Aim of the task:
Report every line in the entries below that contains the word "hanging", copying each such line in full. Only matches with the same letter case count.

──────── Data in this exercise

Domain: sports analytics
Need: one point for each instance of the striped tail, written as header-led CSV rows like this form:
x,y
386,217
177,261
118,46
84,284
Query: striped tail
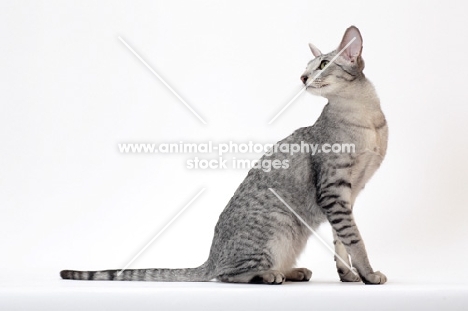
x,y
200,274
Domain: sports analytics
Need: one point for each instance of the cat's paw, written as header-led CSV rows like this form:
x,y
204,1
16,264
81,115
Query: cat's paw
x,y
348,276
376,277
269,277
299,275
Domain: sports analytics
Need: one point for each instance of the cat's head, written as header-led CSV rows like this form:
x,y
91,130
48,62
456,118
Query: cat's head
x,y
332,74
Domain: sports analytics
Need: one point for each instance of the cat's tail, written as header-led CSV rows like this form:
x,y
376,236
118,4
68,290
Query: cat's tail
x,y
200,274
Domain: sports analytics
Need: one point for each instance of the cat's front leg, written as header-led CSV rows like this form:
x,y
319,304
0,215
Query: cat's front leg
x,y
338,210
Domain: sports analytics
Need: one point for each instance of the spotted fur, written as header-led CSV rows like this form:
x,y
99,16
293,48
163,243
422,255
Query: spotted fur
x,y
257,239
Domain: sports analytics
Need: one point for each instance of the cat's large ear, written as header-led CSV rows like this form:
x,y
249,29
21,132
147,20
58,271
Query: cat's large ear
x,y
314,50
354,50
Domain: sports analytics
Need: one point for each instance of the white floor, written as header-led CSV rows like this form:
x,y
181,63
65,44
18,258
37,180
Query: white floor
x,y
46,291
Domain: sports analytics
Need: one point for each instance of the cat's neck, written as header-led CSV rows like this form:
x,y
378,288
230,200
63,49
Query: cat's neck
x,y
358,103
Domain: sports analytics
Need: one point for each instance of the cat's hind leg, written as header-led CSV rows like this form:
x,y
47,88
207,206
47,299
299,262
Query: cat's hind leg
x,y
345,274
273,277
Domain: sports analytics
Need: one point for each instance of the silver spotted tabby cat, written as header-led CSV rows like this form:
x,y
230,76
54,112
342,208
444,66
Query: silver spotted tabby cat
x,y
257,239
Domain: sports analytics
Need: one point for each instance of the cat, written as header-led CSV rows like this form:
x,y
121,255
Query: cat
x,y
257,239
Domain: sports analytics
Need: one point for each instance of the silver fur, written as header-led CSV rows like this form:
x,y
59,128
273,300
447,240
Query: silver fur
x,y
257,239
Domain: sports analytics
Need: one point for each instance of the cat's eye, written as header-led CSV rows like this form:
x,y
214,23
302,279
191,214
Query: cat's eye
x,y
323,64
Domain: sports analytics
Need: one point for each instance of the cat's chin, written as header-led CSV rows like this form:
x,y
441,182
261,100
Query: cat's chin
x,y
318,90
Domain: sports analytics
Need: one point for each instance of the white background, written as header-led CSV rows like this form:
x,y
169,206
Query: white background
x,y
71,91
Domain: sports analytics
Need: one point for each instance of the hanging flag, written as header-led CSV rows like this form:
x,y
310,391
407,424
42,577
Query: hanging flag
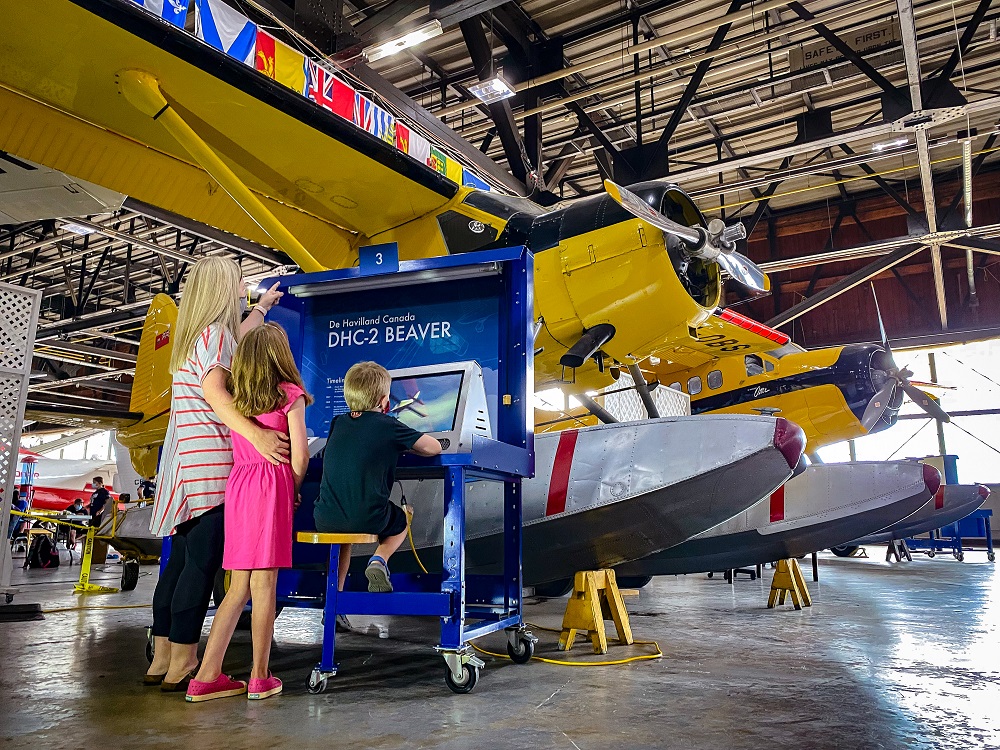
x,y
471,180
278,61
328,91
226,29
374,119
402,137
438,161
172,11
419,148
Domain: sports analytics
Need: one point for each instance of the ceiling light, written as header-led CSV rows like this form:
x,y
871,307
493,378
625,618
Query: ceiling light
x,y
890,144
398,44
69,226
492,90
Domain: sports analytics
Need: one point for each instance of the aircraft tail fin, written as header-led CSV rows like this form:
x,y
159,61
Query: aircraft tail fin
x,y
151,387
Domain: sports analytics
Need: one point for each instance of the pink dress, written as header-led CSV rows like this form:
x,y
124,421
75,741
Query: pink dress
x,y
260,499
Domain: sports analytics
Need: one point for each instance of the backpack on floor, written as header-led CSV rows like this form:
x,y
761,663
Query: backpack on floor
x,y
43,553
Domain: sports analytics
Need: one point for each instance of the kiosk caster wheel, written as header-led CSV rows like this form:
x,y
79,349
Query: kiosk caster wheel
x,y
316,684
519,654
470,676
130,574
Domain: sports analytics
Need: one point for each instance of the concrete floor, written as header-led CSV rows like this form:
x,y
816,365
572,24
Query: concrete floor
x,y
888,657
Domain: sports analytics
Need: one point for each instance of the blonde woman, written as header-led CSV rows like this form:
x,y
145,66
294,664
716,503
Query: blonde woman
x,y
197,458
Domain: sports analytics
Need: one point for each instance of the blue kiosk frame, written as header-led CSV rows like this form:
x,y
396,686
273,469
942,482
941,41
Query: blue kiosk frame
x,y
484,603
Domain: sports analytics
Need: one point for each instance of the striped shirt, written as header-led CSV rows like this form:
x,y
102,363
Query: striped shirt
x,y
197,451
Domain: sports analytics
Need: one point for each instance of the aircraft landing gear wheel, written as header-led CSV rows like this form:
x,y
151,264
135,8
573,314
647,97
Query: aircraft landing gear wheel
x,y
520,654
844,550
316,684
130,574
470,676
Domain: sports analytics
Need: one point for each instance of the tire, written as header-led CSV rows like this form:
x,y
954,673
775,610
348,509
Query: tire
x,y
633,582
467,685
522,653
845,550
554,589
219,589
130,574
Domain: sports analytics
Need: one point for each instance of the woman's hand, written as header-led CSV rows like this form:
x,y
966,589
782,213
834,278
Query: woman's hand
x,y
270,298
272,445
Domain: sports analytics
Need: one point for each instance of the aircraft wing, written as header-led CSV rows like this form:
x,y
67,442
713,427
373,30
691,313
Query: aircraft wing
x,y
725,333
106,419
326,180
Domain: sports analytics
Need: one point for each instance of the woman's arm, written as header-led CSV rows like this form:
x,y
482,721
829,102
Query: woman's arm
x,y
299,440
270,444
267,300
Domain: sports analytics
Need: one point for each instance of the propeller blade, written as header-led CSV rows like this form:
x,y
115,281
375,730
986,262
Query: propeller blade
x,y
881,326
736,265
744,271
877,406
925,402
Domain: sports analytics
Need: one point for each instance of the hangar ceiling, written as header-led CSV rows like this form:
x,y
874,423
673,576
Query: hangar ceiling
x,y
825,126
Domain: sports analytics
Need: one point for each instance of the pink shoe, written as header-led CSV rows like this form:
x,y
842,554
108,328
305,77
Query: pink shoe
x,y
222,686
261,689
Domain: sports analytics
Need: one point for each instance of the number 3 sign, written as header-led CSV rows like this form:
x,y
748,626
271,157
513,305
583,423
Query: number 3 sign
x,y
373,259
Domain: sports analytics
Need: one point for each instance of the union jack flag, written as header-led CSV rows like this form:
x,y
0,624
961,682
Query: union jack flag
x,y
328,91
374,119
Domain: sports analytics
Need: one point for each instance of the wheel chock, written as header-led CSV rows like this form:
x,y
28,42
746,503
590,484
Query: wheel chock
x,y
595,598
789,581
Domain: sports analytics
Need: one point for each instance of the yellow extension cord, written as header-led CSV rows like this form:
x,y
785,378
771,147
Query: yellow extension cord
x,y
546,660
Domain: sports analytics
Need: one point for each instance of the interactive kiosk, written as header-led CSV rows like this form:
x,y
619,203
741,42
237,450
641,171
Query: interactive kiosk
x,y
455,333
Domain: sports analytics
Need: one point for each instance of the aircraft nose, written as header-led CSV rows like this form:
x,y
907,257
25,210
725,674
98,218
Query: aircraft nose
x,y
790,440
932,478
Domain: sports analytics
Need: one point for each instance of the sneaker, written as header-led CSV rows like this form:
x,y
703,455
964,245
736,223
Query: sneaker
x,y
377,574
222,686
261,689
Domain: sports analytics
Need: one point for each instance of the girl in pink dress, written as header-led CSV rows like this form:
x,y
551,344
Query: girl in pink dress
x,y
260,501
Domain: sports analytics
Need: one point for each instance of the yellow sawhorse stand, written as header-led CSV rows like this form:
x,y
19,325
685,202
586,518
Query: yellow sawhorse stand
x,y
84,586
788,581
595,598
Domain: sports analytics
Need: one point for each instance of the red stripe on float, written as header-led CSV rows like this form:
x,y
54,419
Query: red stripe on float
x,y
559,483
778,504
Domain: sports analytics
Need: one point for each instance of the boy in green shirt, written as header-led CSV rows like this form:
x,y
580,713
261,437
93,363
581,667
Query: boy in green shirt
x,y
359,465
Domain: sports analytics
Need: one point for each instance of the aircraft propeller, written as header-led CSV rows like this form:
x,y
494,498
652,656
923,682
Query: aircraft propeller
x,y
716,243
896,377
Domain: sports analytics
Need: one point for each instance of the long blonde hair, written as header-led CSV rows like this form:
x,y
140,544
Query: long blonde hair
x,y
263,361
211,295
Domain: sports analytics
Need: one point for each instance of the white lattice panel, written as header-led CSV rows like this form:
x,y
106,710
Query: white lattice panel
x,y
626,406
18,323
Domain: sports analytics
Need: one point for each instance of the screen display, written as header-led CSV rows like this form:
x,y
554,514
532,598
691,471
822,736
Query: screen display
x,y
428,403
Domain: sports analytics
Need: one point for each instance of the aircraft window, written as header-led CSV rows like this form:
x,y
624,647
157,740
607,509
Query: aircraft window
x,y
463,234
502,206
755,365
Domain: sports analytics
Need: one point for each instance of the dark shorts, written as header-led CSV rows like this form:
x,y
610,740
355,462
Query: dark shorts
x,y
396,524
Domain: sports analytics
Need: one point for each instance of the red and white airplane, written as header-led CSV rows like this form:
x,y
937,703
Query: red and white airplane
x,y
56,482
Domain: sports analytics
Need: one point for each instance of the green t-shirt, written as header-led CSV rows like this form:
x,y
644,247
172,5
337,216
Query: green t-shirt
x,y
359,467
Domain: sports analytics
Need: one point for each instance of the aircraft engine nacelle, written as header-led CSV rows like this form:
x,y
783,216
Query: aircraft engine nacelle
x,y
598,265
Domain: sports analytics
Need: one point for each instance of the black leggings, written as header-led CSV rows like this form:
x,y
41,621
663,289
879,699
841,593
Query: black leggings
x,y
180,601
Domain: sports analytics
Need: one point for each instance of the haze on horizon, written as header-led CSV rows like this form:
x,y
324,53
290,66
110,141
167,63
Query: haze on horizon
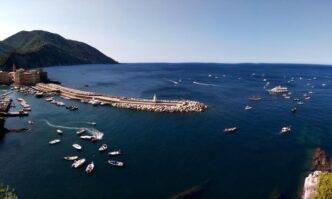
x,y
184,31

────────────────

Correct response:
Need: one point for each instance of the hanging flag, written as header-led CSV rows like this form:
Query: hanging flag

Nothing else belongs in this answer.